__Source document__:
....

Commonwealth of Pennsylvania v. Williams

Decision Date04 February 1935
Docket NumberNo. 394,394
Citation294 U.S. 176,96 A.L.R. 1166,55 S.Ct. 380,79 L.Ed. 841
CourtU.S. Supreme Court

Mr. Wm. A. Schnader, of Philadelphia, Pa., for the Commonwealth of Pennsylvania.

Mr. Gordon A. Block, of Philadelphia, Pa., for respondents.

Mr. Justice STONE delivered the opinion of the Court.

In this case certiorari was granted, 293 U.S. 547, 55 S.Ct. 124, 79 L.Ed. —-, directed to the Court of Appeals for the Third Circuit, to resolve questions of public importance growing out of the rival claims of a federal District Court and the department of banking of the commonwealth of Pennsylvania; each asserts authority to liquidate the business and affairs of an insolvent building and loan association, organized under the laws of Pennsylvania.

On February 9, 1933, a New York shareholder in Mortgage Building & Loan Association, a Pennsylvania corporation, on behalf of himself and other shareholders, filed a bill of complaint in the District Court for Eastern Pennsylvania, naming the association as defendant, and alleging that it was the result of the merger of several building and loan associations, in one of which the plaintiff in the suit was a shareholder, and that he had refused to participate in the merger and had demanded of the association cancellation and payment of his shares. The bill alleged the insolvency of the association and a threatened race of diligence by its creditors to satisfy their claims from the assets of the corporation, and prayed the appointment of receivers for the corporation, the liquidation of its business and assets, and the usual injunction restraining creditors and others from interfering with or taking possession of its property. Thereupon, on the same day, and on the appearance of the defendant corporation, which interposed no objection, the District Judge appointed temporary receivers. No notice of the application was given to the corporation's creditors or other shareholders, or to the department of banking of the commonwealth. On the following day the corporation filed its answer, admitting the material allegations in the bill of complaint and joining in its prayer.

....

(Entries from a dataset)
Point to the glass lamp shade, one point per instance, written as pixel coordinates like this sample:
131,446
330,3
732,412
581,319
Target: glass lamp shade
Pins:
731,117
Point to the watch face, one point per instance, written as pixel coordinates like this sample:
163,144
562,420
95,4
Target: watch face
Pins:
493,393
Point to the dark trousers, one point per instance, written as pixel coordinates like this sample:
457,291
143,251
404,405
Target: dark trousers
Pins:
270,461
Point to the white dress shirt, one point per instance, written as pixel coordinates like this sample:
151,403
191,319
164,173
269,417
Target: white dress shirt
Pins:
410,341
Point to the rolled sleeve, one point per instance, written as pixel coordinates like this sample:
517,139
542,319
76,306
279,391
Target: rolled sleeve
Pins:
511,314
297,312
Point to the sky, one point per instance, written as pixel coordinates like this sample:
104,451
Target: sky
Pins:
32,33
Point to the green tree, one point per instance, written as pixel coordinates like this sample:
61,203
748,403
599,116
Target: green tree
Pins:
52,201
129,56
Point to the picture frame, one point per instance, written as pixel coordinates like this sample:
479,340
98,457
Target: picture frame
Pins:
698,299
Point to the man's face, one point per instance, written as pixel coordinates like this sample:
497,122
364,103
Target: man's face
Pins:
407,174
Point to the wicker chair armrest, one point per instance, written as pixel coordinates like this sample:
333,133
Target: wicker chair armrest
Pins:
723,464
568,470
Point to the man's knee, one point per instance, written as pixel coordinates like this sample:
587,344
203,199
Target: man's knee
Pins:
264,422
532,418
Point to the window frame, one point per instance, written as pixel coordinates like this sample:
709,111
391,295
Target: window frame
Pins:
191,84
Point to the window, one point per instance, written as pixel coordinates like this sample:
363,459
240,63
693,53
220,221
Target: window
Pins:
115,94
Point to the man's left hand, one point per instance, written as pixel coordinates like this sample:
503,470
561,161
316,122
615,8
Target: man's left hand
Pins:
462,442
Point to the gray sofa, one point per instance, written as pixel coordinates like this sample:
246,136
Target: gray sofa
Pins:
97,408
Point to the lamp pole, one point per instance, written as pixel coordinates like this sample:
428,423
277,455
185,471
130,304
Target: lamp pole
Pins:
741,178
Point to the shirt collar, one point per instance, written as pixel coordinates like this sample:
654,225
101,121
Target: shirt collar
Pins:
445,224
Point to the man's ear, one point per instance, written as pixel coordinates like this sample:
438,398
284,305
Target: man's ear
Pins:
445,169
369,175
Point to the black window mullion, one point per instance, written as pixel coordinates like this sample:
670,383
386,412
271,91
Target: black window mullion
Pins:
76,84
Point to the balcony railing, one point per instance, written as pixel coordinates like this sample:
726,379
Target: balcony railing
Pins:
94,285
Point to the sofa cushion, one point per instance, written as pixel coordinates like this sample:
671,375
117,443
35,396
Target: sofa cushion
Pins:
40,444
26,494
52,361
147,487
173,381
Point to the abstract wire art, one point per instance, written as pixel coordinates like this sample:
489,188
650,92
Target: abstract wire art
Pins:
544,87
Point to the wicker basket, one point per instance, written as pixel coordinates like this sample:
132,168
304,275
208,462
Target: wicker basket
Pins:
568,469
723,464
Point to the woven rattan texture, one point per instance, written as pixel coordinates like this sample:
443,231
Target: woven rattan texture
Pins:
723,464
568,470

....

__Request A__:
According to the opinion, on what date did the New York shareholder file the bill of complaint in the District Court for Eastern Pennsylvania?
__Request B__:
Echo the passage of the opinion that begins with the words containing "Decision Date04 February" and ends with "Pa., for respondents.".

__Final result A__:
February 9, 1933.

__Final result B__:
Decision Date04 February 1935
Docket NumberNo. 394,394
Citation294 U.S. 176,96 A.L.R. 1166,55 S.Ct. 380,79 L.Ed. 841
CourtU.S. Supreme Court

Mr. Wm. A. Schnader, of Philadelphia, Pa., for the Commonwealth of Pennsylvania.

Mr. Gordon A. Block, of Philadelphia, Pa., for respondents.